Box annotations for photos
<<<<

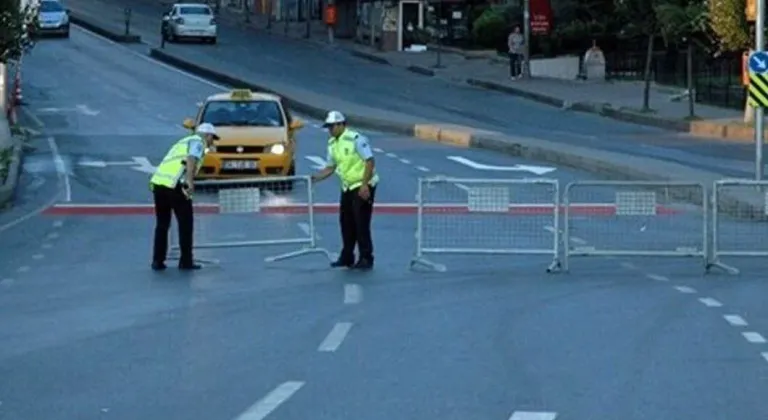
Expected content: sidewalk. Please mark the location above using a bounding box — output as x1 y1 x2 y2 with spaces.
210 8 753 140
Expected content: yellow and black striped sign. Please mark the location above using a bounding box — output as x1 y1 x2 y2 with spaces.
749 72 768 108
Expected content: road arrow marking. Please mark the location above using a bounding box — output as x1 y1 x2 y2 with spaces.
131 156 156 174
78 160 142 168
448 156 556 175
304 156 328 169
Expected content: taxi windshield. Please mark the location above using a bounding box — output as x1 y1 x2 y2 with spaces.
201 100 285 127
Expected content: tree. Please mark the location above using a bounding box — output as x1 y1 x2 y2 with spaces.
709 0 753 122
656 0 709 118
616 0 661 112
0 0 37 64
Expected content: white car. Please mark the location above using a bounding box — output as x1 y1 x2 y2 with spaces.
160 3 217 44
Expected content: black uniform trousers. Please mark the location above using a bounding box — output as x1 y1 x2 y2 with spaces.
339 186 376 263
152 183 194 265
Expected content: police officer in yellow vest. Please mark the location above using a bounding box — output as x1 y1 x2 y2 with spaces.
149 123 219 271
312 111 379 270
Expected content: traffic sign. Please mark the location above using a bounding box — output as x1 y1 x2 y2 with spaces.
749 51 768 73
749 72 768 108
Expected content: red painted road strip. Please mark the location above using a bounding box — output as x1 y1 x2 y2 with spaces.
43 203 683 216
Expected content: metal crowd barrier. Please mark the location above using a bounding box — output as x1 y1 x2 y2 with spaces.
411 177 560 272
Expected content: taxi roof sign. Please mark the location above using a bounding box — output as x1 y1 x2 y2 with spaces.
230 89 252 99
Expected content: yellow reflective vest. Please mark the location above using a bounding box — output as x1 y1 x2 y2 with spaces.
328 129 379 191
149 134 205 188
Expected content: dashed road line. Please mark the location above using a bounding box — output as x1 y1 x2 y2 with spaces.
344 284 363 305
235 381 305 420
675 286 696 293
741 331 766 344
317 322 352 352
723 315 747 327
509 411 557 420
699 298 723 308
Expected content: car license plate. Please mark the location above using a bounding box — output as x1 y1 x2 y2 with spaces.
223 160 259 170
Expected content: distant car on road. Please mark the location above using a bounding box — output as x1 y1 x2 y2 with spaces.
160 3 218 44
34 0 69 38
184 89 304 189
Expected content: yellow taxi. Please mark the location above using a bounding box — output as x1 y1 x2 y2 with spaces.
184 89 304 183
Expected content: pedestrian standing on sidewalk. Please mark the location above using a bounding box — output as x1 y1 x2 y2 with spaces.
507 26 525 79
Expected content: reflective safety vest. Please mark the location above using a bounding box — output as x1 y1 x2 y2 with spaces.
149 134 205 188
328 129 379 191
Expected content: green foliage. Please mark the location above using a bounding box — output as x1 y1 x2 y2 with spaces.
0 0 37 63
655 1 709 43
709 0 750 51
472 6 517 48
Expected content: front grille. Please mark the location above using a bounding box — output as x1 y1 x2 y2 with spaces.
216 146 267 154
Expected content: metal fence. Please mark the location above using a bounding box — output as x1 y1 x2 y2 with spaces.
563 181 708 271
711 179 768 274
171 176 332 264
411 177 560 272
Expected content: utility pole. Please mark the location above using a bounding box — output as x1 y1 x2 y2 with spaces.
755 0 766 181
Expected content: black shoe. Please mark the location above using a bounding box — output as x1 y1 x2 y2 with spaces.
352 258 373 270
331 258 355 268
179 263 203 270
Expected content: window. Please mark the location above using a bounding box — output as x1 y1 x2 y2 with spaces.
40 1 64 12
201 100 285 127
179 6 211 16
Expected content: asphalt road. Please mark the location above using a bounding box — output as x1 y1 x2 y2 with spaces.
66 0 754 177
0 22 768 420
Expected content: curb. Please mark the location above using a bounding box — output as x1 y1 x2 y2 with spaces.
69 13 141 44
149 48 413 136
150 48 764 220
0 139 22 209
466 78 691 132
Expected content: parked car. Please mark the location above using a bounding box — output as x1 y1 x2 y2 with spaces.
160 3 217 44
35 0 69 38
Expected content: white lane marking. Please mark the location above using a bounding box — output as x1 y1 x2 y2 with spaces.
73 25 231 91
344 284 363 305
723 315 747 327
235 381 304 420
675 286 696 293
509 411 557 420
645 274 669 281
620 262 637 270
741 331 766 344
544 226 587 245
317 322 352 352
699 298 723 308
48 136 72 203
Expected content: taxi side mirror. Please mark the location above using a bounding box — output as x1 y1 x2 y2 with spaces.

>>>>
<<<<

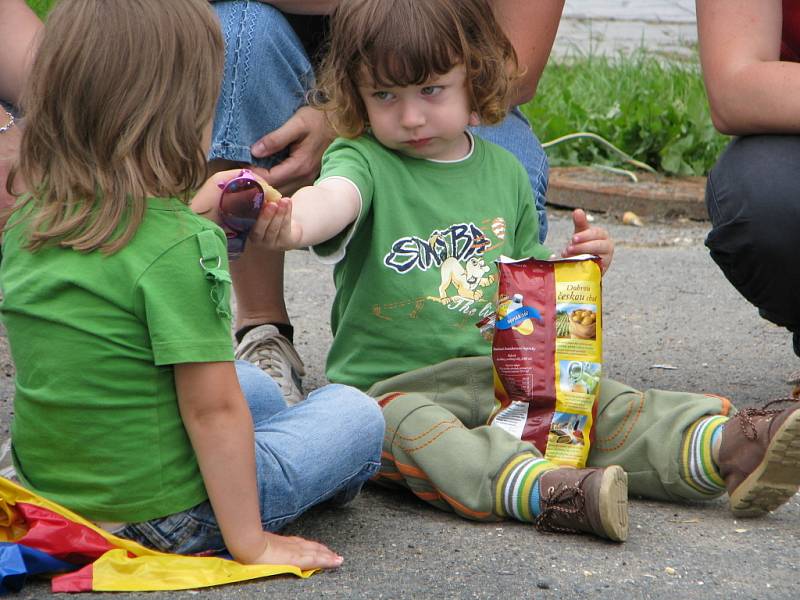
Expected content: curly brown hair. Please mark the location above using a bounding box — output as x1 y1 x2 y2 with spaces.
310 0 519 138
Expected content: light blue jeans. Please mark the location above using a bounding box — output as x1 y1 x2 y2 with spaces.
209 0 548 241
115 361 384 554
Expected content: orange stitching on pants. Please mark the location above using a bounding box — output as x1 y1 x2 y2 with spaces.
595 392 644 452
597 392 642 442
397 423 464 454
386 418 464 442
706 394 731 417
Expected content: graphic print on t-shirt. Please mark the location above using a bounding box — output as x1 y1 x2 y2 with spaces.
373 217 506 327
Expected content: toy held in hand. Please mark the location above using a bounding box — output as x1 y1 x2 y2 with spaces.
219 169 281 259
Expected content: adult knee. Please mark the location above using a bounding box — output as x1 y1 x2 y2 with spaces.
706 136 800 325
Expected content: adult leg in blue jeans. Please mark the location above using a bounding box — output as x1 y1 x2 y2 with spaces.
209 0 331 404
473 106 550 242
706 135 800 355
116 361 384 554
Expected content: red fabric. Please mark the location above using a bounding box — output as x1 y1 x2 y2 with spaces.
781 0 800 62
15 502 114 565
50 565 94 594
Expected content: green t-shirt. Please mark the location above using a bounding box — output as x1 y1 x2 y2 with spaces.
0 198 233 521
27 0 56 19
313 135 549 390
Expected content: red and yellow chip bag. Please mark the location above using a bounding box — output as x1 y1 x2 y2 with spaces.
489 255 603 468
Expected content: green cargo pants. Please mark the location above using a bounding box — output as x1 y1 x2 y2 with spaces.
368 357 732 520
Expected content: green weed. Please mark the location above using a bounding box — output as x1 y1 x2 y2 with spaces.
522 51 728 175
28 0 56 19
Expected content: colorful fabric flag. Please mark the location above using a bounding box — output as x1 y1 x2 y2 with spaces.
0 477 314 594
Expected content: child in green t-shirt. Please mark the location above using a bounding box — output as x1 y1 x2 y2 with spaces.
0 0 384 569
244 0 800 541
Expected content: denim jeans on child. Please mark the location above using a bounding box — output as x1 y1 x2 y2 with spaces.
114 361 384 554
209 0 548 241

>>>>

### What to work on
Pull out every line of the items above that contains the word "reflective". Case counts, so match the capitalization.

### Completed task
Expected content: yellow reflective vest. Please mark the location above using a bounding box — output as x1 y1 x2 y2 with spaces.
Expected content: reflective safety vest. Please mark the location above using a bounding box — output as x1 y1 x2 y2 with spaces.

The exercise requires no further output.